═══ DOCUMENT EXTRACT

RDF Keys, or why RDF is lousy at metadata annotations

Its claimed that RDF and OWL are really great because they
facilitate making metadata assertions.  The reality is that the
RDF and OWL standards do a lousy job at supporting metadata
annotations for (at least) two reasons.

To do a good job of annotating (attaching metadata) to something, you need
    (1) to reify the something, and
    (2) the URI needs to be globally unique, and it needs to be "repeatable".

By now its well understood that RDF statement reification is a loser,
because its chooses too small a grain size.  The best remedy is to
add contexts and quads to RDF.  If we did that, then (1) is taken
care of.  However, that's a subject for a different e-mail.

══════
═══ DATA

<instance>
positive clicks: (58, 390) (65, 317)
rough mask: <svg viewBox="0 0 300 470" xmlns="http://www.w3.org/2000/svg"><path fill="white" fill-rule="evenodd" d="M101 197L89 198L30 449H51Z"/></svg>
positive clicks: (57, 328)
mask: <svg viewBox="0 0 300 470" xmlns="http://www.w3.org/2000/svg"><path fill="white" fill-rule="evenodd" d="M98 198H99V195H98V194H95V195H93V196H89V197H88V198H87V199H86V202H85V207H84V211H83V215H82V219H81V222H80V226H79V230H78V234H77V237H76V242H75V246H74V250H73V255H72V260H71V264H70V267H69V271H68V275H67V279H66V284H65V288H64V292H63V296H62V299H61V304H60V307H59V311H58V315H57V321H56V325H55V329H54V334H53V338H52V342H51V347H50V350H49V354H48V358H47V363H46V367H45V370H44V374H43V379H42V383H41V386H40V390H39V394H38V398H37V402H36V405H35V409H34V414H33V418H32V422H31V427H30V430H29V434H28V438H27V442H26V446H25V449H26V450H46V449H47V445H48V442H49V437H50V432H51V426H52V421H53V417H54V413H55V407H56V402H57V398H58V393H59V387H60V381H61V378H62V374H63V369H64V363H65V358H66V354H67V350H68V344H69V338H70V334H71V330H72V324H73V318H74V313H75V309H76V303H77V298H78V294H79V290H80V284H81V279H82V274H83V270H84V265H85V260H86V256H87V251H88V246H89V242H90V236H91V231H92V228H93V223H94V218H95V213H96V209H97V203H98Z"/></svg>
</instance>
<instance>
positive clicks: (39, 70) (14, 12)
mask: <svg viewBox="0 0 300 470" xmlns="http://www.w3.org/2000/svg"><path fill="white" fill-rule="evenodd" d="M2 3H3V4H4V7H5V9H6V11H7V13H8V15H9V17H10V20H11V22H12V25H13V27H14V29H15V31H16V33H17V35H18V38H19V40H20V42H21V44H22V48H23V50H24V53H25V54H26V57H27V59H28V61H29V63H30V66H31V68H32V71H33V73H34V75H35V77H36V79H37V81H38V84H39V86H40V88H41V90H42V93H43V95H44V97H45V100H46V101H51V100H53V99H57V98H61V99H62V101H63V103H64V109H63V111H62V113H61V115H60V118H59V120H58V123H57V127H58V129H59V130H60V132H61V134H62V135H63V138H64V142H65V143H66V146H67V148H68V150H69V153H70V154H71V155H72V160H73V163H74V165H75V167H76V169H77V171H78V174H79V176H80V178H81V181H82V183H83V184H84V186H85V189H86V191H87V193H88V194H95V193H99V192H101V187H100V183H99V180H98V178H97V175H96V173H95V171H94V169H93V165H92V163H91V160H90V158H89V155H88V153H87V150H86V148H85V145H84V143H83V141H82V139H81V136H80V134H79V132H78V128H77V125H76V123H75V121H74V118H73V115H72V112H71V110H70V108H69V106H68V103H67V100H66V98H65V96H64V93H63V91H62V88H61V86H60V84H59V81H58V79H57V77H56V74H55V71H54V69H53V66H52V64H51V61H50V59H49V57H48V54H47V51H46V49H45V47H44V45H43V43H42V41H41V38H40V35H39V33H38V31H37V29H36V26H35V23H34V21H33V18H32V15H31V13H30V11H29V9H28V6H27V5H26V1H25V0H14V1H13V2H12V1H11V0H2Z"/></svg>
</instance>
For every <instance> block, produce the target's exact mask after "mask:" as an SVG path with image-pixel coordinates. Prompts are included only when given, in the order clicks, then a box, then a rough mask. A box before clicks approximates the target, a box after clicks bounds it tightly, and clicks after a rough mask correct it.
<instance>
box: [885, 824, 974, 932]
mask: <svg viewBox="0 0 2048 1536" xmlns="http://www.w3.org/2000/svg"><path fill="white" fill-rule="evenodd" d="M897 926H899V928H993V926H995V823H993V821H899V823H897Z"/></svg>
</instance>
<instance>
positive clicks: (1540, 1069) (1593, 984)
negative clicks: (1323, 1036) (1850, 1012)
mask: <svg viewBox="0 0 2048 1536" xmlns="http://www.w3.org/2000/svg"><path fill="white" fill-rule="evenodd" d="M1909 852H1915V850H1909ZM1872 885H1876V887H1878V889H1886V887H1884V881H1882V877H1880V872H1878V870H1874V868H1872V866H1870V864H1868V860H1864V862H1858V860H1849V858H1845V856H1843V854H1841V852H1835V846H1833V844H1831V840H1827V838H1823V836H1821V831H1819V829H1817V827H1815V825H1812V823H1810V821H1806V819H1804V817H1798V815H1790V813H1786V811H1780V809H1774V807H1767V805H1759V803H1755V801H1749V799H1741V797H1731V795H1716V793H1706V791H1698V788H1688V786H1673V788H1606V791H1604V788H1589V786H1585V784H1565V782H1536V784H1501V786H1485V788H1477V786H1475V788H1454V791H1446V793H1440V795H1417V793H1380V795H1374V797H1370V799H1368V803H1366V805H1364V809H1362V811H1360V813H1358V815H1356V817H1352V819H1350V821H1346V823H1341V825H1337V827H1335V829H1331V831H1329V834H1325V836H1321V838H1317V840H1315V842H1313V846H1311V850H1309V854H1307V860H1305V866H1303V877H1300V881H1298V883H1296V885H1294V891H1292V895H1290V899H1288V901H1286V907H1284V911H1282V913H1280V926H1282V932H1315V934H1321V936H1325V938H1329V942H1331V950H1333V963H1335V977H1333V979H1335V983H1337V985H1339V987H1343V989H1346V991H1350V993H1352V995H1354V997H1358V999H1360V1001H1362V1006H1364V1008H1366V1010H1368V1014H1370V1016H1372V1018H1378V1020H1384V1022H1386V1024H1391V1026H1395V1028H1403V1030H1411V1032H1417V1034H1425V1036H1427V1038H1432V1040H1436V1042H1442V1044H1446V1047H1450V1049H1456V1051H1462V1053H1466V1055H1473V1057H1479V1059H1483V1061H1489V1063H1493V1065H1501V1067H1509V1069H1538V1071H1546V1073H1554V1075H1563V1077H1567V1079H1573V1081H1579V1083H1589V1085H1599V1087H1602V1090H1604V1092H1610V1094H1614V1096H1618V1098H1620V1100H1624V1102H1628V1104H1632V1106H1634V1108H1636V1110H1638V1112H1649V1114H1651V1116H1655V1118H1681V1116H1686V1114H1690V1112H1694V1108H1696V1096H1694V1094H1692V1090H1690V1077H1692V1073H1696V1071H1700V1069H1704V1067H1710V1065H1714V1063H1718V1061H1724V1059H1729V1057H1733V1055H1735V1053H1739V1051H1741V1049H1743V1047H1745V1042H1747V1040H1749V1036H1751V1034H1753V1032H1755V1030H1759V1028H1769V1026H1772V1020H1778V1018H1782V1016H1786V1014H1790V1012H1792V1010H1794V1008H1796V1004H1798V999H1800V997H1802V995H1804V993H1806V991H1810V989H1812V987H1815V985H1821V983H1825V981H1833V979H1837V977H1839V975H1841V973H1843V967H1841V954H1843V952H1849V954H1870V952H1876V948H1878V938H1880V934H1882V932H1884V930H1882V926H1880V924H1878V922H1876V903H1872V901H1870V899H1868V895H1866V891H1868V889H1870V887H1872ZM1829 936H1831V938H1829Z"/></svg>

══════

TASKS TO PERFORM>
[1] In the post on RDF and metadata annotations, how does the passage from "Its claimed that" to "least) two reasons." read if you replace "lousy" with "poor"?
[2] Could you write the next part of the post on RDF and metadata annotations, picking up after its final sentence?

LIST OF ANSWERS>
[1]
Its claimed that RDF and OWL are really great because they
facilitate making metadata assertions.  The reality is that the
RDF and OWL standards do a poor job at supporting metadata
annotations for (at least) two reasons.

[2]
Here I'm really addressing the Bnode problem.  The proper scope
for a bnode is the model that it belongs too.  That means that
to reference a resource/entity outside of the model, you need
something other than a bnode--you need a resource with a globally
unique URI.  Its easy, but quite useless for annotation purposes, to use
"gensym" URIs, where you generate a unique URI on the fly, because
the next time you load the model, you get a different URI.  In other
words, the URI is not "repeatable".   To achieve repeatability, some misguided
proposals suggest concatenating or hashing all of the values of attributes
of a resource to create a repeatable URI.  If you do that, the attributes
of a resource cannot be updated.

The right solution is to generate a URI based on a minimal set of attribute
values that can be guaranteed not to change.  This is the definition of a
"key" (or primary key).  Proper database tables have primary key definitions.
XML items don't have keys, but they should.   And RDF classes should define
keys.

Defining a key on a class C in RDF is very simple.  A key consists of a
set of properties--the order doesn't matter.  If P1 and P2 are properties
that define a key for C, then we can invent a new property "hasKeyProperty" and
make two statements:

C hasKeyProperty P1 .
C hasKeyProperty P2 .

and we're done.  Now we have the foundation needed to synthesize
unique and repeatable URIs.

Hence, my proposal for the follow-on to the current RDF is to define
a new predicate equivalent to "hasKeyProperty".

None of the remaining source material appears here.